▽
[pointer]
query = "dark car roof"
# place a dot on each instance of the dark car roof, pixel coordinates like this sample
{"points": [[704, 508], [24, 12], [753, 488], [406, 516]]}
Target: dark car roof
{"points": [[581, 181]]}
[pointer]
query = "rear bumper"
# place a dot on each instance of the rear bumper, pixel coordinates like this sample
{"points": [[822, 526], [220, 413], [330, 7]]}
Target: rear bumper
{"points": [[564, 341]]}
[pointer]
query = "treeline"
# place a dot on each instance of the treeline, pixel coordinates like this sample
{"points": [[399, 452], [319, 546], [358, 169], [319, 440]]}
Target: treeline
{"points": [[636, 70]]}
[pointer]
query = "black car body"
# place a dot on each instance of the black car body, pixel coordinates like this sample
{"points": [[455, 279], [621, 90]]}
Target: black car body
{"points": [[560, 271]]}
△
Instrucción dada: ¿Puedes presentar todas las líneas anteriores como una lista numerada, omitiendo las líneas en blanco?

Resultado del ejercicio:
1. [pointer]
2. query = "dark car roof"
3. # place a dot on each instance of the dark car roof, pixel coordinates like this sample
4. {"points": [[704, 508], [24, 12], [753, 488], [406, 516]]}
5. Target: dark car roof
6. {"points": [[581, 181]]}
7. [pointer]
8. query = "rear bumper"
9. # place a dot on each instance of the rear bumper, pixel coordinates like this sample
10. {"points": [[822, 526], [220, 413], [330, 7]]}
11. Target: rear bumper
12. {"points": [[564, 341]]}
13. [pointer]
14. query = "treeline"
15. # place a dot on each instance of the treeline, pixel coordinates like this sample
16. {"points": [[399, 452], [319, 546], [358, 169], [319, 440]]}
17. Target: treeline
18. {"points": [[636, 70]]}
19. [pointer]
20. query = "black car body"
21. # place a dot on each instance of the black car body, pixel coordinates like this sample
22. {"points": [[455, 279], [621, 90]]}
23. Target: black car body
24. {"points": [[560, 271]]}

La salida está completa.